Copy every line of the material below word for word, without changing anything.

^^^^^^^^

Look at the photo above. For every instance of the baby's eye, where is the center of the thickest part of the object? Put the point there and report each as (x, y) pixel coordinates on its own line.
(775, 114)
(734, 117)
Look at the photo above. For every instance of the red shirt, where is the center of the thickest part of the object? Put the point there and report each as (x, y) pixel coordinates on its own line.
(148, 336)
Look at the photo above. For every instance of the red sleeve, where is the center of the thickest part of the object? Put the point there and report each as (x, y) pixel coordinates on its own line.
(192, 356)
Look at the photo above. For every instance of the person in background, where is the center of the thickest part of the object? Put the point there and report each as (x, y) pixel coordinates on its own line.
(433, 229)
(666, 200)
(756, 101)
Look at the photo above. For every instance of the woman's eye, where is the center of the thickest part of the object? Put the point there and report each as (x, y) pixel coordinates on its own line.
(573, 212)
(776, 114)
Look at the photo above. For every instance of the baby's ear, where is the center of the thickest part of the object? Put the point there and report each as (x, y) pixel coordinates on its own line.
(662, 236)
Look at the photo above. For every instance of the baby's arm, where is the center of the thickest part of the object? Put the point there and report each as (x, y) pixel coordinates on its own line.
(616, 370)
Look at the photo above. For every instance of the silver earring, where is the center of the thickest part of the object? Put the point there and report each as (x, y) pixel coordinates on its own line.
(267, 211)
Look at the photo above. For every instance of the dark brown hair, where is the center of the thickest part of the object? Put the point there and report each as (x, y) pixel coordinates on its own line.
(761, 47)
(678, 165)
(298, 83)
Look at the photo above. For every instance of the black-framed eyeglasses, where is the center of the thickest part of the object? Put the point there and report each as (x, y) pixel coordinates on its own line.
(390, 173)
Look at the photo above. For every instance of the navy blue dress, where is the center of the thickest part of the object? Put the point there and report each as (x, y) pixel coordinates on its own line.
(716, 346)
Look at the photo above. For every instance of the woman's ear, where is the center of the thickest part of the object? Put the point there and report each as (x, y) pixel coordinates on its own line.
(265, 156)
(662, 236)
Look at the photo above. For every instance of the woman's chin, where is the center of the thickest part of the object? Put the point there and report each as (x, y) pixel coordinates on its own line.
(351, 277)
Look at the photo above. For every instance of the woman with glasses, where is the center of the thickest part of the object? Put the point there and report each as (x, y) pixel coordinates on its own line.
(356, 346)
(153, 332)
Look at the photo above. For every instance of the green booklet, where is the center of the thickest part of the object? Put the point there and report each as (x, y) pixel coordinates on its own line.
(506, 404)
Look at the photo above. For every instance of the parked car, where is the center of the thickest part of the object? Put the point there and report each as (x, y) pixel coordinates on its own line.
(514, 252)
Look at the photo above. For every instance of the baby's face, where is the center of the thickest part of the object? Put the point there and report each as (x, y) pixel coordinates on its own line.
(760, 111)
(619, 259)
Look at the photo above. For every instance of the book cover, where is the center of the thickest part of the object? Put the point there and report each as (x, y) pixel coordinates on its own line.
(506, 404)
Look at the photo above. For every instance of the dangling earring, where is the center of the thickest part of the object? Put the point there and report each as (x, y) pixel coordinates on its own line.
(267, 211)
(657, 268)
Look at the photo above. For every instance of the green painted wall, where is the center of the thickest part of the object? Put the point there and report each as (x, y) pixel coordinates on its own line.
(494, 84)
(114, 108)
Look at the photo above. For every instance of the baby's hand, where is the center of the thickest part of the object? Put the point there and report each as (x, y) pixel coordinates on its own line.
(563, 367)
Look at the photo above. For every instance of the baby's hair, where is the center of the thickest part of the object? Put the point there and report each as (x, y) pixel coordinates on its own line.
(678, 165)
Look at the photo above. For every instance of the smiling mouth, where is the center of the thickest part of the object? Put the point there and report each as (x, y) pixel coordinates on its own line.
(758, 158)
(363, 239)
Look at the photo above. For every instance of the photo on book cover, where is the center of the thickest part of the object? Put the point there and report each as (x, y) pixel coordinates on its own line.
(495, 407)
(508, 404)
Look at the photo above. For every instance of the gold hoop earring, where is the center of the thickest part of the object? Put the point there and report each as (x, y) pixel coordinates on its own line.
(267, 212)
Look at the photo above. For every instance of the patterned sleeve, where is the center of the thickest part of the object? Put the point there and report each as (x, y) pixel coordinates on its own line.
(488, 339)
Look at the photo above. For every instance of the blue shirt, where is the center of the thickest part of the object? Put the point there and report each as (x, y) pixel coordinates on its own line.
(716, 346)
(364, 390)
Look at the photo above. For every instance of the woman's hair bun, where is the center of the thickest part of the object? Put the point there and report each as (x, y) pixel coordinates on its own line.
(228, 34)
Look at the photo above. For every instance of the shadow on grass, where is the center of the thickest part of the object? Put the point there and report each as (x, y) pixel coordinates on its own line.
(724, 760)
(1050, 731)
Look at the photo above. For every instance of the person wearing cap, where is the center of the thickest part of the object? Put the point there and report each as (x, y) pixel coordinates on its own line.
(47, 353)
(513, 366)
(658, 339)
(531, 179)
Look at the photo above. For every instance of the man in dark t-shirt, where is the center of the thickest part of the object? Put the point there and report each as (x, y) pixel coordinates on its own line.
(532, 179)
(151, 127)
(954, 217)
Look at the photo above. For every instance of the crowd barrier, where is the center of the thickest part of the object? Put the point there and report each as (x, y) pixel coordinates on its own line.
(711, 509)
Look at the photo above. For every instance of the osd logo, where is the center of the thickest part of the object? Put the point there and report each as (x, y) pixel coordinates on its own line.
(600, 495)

^^^^^^^^

▸ Full answer:
Look at the photo above. For every instance of the baby's eye, where is the center of the thickest part of the object? Put the point there and report each as (x, y) pixel coordinates on its own line.
(775, 114)
(734, 117)
Look at the photo above. For every instance of the red shirt, where is the center of the thickest part of the object? Put the point there and report each as (x, y) pixel coordinates on its own line.
(148, 336)
Look at the photo above. For every instance of the red sleeve, where is the center of the thickest part of the object? Put the point there and report each as (x, y) pixel coordinates on its own line.
(192, 356)
Look at the photo above. For every instance of the person in background, where is the center of the thickest part of the object? Put the point there and report each as (x, y) pixel coordinates on its own line.
(433, 229)
(666, 200)
(756, 101)
Look at the photo above. For every instance of the woman's eye, where is the center of the thickest part of the object? Put the point there and report each as (x, y) pixel coordinates on its own line.
(573, 212)
(776, 114)
Look at the photo above. For every instance of the baby's ear, where is the center of the thickest part of the object? Put the point there and report each as (x, y) pixel coordinates on its own line.
(662, 236)
Look at the photo above. For every instance of the baby's arm, where is the center of the thickest part of the object? Put the point there and report each as (x, y) pixel coordinates on its own line.
(616, 370)
Look at the photo above. For every instance of the silver earring, where is the center of the thickest part of the object? Put the point there and report each as (x, y) pixel coordinates on its own line.
(267, 211)
Look at the photo above. For every instance of the dark brown hair, where is the center of the thickest part of the object? Put the point there and report each as (x, y) pixel coordinates on its own line.
(761, 47)
(678, 165)
(298, 83)
Look at the photo above. For every instance of the black-framed eyeglasses, where is the center of the thickest part of the object? Put the point there and report each as (x, y) pixel coordinates on its own line.
(390, 173)
Look at the photo above. For every instance of the navy blue dress, where is the center of the thickest part of the object? Put the point there and report each as (x, y) pixel coordinates on its own line.
(716, 346)
Look at the photo above. For every instance of the woman's ear, where is the center of the thickest part of the object? Put the point there and report each as (x, y) pixel coordinates on its own line.
(265, 156)
(662, 236)
Look at the photo above. For every instance of the woman's chin, where is the center of the thickest part of the object? Put the point there and report each as (x, y) pixel coordinates on its own line.
(351, 277)
Look at the photo above. For every instance of the woman with glasses, where is the center of the thickest part of the object? Put the point there and report each as (x, y) pixel coordinates on its own line.
(356, 346)
(153, 332)
Look at the photo above. For every instance of the green booklet, where is the center of the thickest part of the object? Put the point there and report each as (x, y) pixel coordinates on its own line.
(506, 404)
Look at the photo above. For every instance of the parked car, where is the center of the thickest part of the object? Put the point there and report each as (x, y) pixel coordinates on its own line.
(514, 252)
Look at the photo above. For every instance of the baby's face, where is the center of the thickest part of the object? Put the point there and report each as (x, y) pixel coordinates on its own line.
(760, 111)
(619, 259)
Look at the photo above. For every instance of the book cover, where is the center of the thickest part of the object? Put the point there and report each as (x, y) pixel coordinates on its own line.
(506, 404)
Look at the photo above. For every instance of the dangling earring, where is the center of the thickest part of the object? Put the point there and report each as (x, y) pixel coordinates on its own line.
(267, 211)
(657, 268)
Look at the photo above. For every instance of the green painted wall, where is the center of the thickest part of the object? Put the point there and report each as (x, y) pixel coordinates on its own line.
(494, 84)
(114, 108)
Look at the photo above. For every instance of the baby's hand, where is the center of the thickest part of the object? Put the point there and report each as (x, y) pixel coordinates on its own line.
(563, 367)
Look at the photo above. For every instance of the baby's hair, where is the center of the thickest part of the object? Put the point there and report each as (x, y) pixel coordinates on its own line.
(678, 165)
Look at the photo above. For every instance of the smiling mouth, where is the center of the thickest part of the object? Put the point there and report each as (x, y) pixel coordinates on its own line.
(758, 158)
(363, 239)
Look at the photo above. For every instance of the photo on book cover, where is the center of the thickest part of the object? Put the point there and report each as (x, y) pixel coordinates on its own line.
(495, 407)
(508, 404)
Look at the photo above. For every instance of the gold hoop earring, where is the center of the thickest part of the object? Put the point there and report each as (x, y) pixel coordinates on its own line.
(267, 212)
Look at the photo above. For every instance of the patterned sleeve, where is the center of the thickest part of the object? Put the point there and report each as (x, y) pixel coordinates on its own line.
(488, 339)
Look at the photo above. For every instance of the blue shirt, where is the center of the thickest part of the object? Put the point there and report each as (x, y) pixel coordinates on its own line.
(716, 346)
(364, 390)
Look at the photo above. For every instance of the woman's hair bun, where is the center of the thickest part of the object? Put the point there and report each as (x, y) pixel coordinates on its own line.
(228, 34)
Look at the photo above. For every instance of the shadow on grass, where is the center of the thickest part of the object? Put the point there and report each as (x, y) pixel coordinates on its own line.
(724, 760)
(1050, 731)
Look at the photo above. For every instance of the person wearing cap, where is the center of the thickest part of the object? Put the point there and report each as (x, y) pixel coordinates on its own line.
(47, 353)
(513, 366)
(658, 339)
(531, 179)
Look at the photo above. For every instance of the man in dark t-shirt, where is the center of the thickest part of the object? Put the point there and report each as (x, y) pixel coordinates on its own line.
(532, 179)
(151, 127)
(954, 217)
Look at the photo above. For every instance of the crowd barrier, where is the center of the thickest part of the object? Put the point there and report each as (x, y) pixel coordinates on its own line.
(711, 509)
Look at the photo above. For every instance of the osd logo, where is the center of the thickest part of the object? Put the point there and report each as (x, y) pixel coordinates on its own line.
(600, 495)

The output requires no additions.